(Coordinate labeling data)
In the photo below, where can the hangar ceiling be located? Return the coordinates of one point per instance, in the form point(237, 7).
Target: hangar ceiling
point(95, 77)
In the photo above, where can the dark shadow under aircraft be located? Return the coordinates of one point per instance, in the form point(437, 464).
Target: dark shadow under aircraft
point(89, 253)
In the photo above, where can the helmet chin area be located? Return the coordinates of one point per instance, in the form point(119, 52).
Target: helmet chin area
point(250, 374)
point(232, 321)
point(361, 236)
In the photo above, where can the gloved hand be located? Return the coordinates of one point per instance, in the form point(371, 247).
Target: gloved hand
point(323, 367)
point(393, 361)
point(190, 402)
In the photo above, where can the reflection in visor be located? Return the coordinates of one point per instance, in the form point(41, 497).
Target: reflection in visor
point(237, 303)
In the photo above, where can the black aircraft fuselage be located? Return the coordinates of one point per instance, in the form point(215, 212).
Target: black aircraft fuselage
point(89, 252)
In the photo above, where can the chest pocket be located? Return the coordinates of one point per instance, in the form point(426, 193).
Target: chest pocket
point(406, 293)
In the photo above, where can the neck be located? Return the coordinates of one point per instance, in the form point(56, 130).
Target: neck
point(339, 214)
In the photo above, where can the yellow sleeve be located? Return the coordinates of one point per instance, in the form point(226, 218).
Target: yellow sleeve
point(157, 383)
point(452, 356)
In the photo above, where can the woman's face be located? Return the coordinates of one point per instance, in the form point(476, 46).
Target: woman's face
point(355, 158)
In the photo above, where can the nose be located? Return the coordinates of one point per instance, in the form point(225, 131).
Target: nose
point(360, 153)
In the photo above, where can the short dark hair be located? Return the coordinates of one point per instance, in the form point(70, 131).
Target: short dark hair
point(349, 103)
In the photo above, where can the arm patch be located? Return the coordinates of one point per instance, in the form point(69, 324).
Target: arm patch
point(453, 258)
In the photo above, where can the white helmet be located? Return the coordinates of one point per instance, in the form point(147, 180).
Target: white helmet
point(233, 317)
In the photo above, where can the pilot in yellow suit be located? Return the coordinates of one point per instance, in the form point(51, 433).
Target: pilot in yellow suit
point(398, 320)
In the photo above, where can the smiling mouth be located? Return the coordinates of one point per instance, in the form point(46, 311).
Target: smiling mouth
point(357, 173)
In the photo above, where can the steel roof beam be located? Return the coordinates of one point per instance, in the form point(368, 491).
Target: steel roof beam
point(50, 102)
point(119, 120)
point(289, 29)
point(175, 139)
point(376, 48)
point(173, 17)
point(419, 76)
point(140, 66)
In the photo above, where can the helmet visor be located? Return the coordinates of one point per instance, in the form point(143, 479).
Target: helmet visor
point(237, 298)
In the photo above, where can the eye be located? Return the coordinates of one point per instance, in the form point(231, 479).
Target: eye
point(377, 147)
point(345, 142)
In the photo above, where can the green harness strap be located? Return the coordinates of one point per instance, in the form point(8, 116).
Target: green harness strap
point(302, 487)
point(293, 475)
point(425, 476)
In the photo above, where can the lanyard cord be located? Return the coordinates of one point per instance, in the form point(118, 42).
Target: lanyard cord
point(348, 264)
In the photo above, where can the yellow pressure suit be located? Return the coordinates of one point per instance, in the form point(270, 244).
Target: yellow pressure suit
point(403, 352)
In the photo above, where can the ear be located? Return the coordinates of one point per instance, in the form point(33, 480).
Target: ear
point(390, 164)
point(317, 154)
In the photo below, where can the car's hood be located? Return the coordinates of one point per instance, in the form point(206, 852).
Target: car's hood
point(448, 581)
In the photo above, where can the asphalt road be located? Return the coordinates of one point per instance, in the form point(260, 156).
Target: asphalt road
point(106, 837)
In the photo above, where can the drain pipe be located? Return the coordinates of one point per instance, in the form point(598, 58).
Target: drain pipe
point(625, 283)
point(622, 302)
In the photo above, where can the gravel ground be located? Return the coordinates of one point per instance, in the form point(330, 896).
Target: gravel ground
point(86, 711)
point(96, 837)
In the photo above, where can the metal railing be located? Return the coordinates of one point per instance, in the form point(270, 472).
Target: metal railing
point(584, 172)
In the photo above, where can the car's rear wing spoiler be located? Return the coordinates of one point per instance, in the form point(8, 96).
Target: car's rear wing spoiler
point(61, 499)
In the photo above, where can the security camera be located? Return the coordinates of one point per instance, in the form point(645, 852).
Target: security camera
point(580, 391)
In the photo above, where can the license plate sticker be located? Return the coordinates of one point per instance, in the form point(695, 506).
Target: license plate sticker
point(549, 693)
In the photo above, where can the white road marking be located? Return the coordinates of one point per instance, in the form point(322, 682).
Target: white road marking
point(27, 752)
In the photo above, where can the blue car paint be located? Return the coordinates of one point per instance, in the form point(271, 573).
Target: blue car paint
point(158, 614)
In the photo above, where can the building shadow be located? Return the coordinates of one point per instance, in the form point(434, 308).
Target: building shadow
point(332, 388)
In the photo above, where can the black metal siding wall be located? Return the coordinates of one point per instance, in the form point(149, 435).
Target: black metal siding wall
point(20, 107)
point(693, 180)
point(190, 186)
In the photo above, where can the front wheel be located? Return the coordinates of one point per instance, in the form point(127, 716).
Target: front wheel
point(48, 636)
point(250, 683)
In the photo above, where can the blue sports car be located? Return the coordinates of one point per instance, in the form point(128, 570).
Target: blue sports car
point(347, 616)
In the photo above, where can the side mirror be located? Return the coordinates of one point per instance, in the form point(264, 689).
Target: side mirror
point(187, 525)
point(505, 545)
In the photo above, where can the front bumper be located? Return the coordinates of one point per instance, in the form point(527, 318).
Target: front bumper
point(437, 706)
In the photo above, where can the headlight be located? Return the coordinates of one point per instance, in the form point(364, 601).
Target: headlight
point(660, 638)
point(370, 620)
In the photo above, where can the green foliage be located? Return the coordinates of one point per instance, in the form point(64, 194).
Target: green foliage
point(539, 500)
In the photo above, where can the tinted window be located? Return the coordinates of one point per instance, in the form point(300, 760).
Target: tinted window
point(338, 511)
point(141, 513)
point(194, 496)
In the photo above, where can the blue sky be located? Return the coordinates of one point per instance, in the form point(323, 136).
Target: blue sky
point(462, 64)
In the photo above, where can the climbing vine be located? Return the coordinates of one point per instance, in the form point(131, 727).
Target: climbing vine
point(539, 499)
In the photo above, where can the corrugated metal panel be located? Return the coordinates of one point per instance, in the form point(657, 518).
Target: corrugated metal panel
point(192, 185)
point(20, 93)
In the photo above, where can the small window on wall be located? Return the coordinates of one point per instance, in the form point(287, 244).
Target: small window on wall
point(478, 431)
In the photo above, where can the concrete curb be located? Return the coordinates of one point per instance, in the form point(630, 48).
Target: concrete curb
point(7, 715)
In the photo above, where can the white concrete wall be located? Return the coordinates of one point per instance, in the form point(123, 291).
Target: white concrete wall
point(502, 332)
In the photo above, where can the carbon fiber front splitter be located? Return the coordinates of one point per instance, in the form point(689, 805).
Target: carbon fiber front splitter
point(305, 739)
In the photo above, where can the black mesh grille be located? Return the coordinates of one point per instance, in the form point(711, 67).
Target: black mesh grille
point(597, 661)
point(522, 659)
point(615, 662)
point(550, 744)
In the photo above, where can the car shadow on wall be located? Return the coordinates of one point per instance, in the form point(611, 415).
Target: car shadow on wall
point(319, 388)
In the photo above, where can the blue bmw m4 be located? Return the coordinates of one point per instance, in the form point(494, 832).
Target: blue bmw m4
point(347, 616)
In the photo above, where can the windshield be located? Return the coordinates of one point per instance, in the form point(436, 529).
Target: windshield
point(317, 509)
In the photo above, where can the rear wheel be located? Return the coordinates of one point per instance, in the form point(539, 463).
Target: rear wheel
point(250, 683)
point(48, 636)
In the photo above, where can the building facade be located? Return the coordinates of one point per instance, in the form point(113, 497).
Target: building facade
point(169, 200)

§ **Aim**:
Convert the material above into a numbered list, starting at the line that contains "In the photo above, where can the yellow sleeve" and stopping after the line that contains "point(452, 356)". Leave out any blank lines.

§ **Exercise solution**:
1. In the photo above, where can the yellow sleeve be located? Return the coordinates of one point per instance, in the form point(226, 218).
2. Target: yellow sleeve
3. point(157, 383)
4. point(452, 356)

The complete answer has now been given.